> [PROMPT]
Reproduce word for word the stretch of the obituary for John Burlage from "Burlage is remembered" through "better than Burlage.".

Retired Navy master chief and former Navy Times journalist John Burlage passed away in Beeville, Texas, on July 23.
Burlage is remembered fondly for the 18 years he spent covering personnel for Navy Times and his prior 25 years of uniformed service as a journalist in the Navy, where he retired as the command master chief for the office of the Navy chief of information.
Those who knew Burlage recalled how he never stopped working on behalf of sailors, retiring from the Navy on a Friday and beginning at Navy Times the following Monday.
“Burlage was a true classic, old school throwback, dogged reporter. He loved the Navy, loved reporting, loved sailors, loved people, and loved getting to the bottom of a story,” said Christopher Cavas, the managing editor of Navy Times when Burlage retired.
The personnel beat that Burlage covered focused on issues affecting the lives of sailors, a duty his Navy experience was no doubt an asset in. Cavas said no one understood the beat better than Burlage.

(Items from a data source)
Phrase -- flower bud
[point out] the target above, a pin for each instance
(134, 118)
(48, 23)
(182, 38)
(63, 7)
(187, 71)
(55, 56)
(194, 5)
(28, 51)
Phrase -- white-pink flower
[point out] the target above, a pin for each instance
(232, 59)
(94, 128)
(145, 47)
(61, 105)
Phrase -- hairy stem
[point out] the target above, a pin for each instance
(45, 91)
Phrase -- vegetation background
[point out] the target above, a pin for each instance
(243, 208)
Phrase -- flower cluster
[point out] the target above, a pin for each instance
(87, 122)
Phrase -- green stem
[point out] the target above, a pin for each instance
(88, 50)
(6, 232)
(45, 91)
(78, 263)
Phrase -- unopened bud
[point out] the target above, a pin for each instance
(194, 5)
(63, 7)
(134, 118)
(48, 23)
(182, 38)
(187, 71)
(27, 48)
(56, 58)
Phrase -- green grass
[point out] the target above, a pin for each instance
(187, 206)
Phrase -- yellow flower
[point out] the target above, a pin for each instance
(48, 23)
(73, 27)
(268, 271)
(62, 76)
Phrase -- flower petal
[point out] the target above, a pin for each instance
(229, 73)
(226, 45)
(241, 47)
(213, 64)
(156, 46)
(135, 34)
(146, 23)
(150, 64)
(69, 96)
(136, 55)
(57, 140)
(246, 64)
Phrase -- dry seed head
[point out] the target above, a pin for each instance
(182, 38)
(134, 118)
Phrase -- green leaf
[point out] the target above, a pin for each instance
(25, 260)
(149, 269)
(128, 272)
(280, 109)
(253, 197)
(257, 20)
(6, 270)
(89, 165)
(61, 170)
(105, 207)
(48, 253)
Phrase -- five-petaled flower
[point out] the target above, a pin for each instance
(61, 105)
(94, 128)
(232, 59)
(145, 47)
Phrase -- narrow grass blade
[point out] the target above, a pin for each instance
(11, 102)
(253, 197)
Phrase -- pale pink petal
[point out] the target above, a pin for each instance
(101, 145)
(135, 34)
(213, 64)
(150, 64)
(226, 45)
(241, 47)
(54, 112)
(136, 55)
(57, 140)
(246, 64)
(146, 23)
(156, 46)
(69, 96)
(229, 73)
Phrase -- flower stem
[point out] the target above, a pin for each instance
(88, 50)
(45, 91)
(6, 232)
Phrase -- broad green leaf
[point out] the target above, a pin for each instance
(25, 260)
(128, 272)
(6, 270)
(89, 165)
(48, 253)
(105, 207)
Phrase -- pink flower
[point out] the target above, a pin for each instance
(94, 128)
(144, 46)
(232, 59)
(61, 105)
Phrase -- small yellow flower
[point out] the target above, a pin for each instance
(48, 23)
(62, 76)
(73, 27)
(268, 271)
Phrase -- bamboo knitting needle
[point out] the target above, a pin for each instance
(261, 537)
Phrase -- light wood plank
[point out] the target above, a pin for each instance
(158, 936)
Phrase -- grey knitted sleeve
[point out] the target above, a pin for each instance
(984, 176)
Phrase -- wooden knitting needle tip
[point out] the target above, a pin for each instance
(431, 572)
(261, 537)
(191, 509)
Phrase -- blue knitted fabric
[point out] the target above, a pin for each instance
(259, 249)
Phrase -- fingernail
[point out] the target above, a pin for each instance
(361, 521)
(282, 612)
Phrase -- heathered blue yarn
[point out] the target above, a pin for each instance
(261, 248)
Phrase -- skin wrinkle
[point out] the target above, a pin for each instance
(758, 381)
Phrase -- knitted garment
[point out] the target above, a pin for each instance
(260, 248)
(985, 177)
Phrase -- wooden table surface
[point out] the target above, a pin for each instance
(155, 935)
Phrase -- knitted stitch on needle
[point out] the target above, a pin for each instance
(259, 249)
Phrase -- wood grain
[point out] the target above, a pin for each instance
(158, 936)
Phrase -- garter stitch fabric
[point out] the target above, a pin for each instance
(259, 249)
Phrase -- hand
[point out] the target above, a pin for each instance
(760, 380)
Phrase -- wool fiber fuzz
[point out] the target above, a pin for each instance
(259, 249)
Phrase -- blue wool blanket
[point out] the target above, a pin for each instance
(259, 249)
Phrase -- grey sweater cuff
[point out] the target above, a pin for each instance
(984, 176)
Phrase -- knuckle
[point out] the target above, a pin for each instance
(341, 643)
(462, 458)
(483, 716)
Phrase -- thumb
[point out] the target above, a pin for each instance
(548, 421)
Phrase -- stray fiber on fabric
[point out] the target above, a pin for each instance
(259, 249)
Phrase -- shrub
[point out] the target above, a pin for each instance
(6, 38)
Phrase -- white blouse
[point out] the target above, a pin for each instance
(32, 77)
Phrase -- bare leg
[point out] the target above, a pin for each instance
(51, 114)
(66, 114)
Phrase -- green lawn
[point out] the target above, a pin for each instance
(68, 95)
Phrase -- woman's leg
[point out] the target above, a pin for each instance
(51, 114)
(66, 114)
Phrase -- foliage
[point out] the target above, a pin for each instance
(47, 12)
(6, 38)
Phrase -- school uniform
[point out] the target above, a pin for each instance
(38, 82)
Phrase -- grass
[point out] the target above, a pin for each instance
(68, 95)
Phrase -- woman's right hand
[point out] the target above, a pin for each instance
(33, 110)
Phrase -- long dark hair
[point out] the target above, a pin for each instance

> [SOLUTION FOR THIS TASK]
Burlage is remembered fondly for the 18 years he spent covering personnel for Navy Times and his prior 25 years of uniformed service as a journalist in the Navy, where he retired as the command master chief for the office of the Navy chief of information.
Those who knew Burlage recalled how he never stopped working on behalf of sailors, retiring from the Navy on a Friday and beginning at Navy Times the following Monday.
“Burlage was a true classic, old school throwback, dogged reporter. He loved the Navy, loved reporting, loved sailors, loved people, and loved getting to the bottom of a story,” said Christopher Cavas, the managing editor of Navy Times when Burlage retired.
The personnel beat that Burlage covered focused on issues affecting the lives of sailors, a duty his Navy experience was no doubt an asset in. Cavas said no one understood the beat better than Burlage.